--- Excerpt provided ---

▬▬▬

I like to work on getting a good balance of acidity (dryness for lack of a better word), body and sweetness. In Indonesia I have had to work on educating most of our Indonesian customers who cant initially pick up and sweetness and mistake acidity for bitterness as well! "Pahit!" is the usual comment we hear... however when you are feeling the espesso character on the front of your tongue, it is of course indicative of sweetness. We also work hard on a number of other characters in the cup itself. Working with Indonesian Arabicas gives us huge scope so we work primarily on getting apricots, raspberry as the primary subtle taste characters, followed by a base of vanilla, cinamons, chocolates, honeysuckle, earthiness and cherry. Despite what people may think, getting the florals and the nice winey-ness that the Kiwi and Aussie roasters find in the Central/South American Arabicas or those from Kenya or Ethiopia IS possile with caeful selection of Indonesian Arabicas. It is difficult to pick up all of these flavors at once in a shot- but we have worked on the blend so the balance of the espresso characters mentioned willcut through milk and be apparent on the pallete.

In my opinion we here anyway, have to work on the premisis that the espresso shots we pull are most likly going to be drunk as flatwhites, lattes or cappuccinos. Good acidity on a single or double shot also will in part leave a pleasant, tingling, fleeting, lingering memory of the shot on the tastebuds near the back of the tongue.
No pun intended, but what does acid taste like? Is it the little taste of citrus I taste in some espressos?
Not really, its more of a "dryness", I think like the feeling on your tongue after you have consumed some pleasant alcoholic drink- like champagne for instance. Citric, as in the form of citric acid, is one of the natural flavors that may, or may not, be present in all roasted coffees=- depending on degree of the roast. I like a wee bit of evident citric in my blending. I guess the term "acidity" is pretty much over discriptive when we are talking about coffee eh?

▬▬▬

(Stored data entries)
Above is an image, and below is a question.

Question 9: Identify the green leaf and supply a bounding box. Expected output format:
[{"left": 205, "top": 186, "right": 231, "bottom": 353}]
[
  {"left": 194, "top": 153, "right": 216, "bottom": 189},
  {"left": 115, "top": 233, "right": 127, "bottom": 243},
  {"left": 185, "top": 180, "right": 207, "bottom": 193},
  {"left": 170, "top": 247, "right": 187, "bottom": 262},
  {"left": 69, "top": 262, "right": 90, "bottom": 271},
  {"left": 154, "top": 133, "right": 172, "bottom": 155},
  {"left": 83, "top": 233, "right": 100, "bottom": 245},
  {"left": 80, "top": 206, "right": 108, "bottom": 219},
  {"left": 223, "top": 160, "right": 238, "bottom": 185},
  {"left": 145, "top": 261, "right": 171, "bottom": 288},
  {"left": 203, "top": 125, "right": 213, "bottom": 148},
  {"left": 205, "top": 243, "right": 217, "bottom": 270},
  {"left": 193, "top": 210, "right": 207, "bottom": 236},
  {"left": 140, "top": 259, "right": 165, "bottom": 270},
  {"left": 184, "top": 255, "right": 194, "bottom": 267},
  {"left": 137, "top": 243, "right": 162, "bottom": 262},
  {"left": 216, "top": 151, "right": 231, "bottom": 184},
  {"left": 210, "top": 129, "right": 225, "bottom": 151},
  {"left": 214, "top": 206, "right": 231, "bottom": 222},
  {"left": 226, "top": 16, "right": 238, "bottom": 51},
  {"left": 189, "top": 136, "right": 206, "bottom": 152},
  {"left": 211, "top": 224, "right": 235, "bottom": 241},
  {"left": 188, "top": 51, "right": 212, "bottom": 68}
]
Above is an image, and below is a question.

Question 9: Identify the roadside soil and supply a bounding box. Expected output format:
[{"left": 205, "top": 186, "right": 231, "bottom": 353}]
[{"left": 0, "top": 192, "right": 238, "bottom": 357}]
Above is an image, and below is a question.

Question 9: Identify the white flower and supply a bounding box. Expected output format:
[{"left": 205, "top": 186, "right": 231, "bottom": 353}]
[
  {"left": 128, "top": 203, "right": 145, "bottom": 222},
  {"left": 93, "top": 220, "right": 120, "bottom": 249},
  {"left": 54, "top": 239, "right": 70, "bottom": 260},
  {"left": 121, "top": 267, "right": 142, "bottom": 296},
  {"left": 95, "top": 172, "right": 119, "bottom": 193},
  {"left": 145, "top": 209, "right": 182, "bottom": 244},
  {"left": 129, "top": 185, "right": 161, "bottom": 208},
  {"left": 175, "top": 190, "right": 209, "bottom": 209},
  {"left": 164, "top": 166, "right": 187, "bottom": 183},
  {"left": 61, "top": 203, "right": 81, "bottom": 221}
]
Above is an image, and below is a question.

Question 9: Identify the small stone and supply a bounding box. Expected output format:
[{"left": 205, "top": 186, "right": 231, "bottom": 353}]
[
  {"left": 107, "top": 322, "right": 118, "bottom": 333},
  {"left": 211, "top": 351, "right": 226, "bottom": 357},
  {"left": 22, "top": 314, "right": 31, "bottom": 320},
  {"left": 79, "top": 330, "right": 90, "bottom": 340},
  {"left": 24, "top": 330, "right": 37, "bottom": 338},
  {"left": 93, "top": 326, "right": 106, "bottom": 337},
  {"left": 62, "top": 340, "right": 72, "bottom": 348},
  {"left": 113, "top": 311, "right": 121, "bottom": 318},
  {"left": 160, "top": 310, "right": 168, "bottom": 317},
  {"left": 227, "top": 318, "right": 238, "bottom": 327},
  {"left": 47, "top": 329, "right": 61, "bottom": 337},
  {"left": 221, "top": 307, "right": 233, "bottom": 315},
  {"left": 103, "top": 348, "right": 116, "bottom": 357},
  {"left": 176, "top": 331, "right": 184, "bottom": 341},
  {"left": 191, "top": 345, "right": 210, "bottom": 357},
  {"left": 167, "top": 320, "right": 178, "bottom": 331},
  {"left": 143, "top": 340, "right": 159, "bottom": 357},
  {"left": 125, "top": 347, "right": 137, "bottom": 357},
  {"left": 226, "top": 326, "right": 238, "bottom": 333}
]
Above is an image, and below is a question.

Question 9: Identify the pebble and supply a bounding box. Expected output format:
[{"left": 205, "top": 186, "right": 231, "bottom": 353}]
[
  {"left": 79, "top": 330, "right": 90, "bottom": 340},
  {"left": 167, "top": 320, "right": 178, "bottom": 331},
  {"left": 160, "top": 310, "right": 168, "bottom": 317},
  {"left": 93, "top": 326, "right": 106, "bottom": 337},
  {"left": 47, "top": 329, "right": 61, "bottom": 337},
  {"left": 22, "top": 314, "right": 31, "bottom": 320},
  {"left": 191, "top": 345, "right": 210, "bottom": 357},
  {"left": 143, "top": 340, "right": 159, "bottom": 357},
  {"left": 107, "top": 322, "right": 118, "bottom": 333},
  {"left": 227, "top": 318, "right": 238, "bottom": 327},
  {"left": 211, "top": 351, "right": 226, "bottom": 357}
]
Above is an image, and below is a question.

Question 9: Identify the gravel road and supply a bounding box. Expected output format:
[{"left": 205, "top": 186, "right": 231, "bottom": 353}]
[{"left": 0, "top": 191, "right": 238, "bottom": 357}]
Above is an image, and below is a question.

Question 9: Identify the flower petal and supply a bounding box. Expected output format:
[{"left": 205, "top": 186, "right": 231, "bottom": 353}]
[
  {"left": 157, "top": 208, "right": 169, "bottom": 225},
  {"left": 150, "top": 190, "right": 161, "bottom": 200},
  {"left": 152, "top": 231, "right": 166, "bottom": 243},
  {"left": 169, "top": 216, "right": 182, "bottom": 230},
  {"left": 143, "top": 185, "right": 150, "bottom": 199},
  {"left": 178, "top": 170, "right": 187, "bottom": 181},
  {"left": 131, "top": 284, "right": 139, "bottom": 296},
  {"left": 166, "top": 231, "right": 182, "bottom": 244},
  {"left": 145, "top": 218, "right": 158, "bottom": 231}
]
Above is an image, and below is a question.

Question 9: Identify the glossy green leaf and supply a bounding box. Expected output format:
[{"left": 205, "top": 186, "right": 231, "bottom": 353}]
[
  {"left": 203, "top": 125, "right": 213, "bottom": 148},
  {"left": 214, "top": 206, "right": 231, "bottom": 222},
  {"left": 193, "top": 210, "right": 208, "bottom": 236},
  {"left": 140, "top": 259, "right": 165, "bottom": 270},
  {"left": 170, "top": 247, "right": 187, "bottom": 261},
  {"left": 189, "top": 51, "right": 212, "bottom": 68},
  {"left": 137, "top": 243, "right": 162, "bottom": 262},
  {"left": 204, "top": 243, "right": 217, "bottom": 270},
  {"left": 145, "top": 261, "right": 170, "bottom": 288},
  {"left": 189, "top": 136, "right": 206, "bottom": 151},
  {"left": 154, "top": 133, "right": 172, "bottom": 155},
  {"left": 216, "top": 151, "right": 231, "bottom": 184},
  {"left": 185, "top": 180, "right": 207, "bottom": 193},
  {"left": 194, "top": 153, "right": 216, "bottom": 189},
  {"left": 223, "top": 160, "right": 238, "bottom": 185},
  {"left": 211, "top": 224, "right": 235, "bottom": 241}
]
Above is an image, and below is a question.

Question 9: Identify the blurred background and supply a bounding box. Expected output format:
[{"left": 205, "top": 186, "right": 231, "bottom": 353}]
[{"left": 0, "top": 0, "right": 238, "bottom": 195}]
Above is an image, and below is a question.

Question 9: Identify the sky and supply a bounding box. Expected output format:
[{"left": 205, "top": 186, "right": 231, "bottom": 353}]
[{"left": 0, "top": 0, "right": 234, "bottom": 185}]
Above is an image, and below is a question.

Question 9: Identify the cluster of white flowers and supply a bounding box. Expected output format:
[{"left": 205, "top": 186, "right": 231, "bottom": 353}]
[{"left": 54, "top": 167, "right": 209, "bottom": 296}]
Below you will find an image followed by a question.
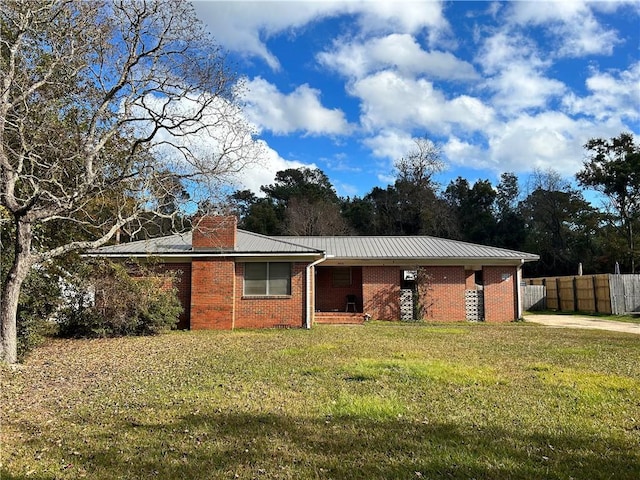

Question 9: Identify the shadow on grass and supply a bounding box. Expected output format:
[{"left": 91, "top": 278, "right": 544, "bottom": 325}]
[{"left": 7, "top": 413, "right": 640, "bottom": 480}]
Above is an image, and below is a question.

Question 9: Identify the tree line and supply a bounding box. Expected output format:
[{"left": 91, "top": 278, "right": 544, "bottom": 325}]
[
  {"left": 0, "top": 0, "right": 640, "bottom": 363},
  {"left": 227, "top": 133, "right": 640, "bottom": 276}
]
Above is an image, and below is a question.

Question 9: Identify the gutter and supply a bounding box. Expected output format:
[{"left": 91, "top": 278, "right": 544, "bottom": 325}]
[{"left": 304, "top": 252, "right": 329, "bottom": 330}]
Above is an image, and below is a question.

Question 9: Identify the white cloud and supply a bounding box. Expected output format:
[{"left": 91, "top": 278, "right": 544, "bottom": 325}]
[
  {"left": 245, "top": 77, "right": 350, "bottom": 135},
  {"left": 510, "top": 0, "right": 621, "bottom": 57},
  {"left": 442, "top": 135, "right": 489, "bottom": 168},
  {"left": 234, "top": 142, "right": 316, "bottom": 196},
  {"left": 478, "top": 30, "right": 566, "bottom": 116},
  {"left": 563, "top": 62, "right": 640, "bottom": 122},
  {"left": 363, "top": 128, "right": 416, "bottom": 161},
  {"left": 485, "top": 63, "right": 566, "bottom": 115},
  {"left": 318, "top": 34, "right": 478, "bottom": 80},
  {"left": 194, "top": 0, "right": 449, "bottom": 70},
  {"left": 350, "top": 71, "right": 494, "bottom": 133}
]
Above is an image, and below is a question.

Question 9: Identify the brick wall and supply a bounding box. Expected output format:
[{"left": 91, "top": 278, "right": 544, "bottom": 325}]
[
  {"left": 235, "top": 262, "right": 307, "bottom": 328},
  {"left": 362, "top": 267, "right": 400, "bottom": 320},
  {"left": 191, "top": 216, "right": 237, "bottom": 250},
  {"left": 420, "top": 266, "right": 468, "bottom": 322},
  {"left": 483, "top": 266, "right": 517, "bottom": 322},
  {"left": 191, "top": 258, "right": 236, "bottom": 330},
  {"left": 464, "top": 270, "right": 476, "bottom": 290},
  {"left": 316, "top": 267, "right": 362, "bottom": 312}
]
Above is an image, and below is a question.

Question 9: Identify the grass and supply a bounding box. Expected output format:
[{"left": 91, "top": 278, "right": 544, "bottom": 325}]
[
  {"left": 525, "top": 310, "right": 640, "bottom": 323},
  {"left": 0, "top": 322, "right": 640, "bottom": 480}
]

▬▬▬

--- Tasks to complete ---
1. Answer these from the espresso text:
(a) What comment is usually heard from Indonesian customers?
(b) Which two tastes are named as the primary subtle taste characters?
(c) Which drink is given as an example of the dryness felt on the tongue?
2. Repeat a passage from the espresso text word for word, beginning at the words "In my opinion" and stopping after "of the tongue.".

--- Results in order ---
1.
(a) "Pahit!"
(b) Apricots and raspberry.
(c) Champagne.

2.
In my opinion we here anyway, have to work on the premisis that the espresso shots we pull are most likly going to be drunk as flatwhites, lattes or cappuccinos. Good acidity on a single or double shot also will in part leave a pleasant, tingling, fleeting, lingering memory of the shot on the tastebuds near the back of the tongue.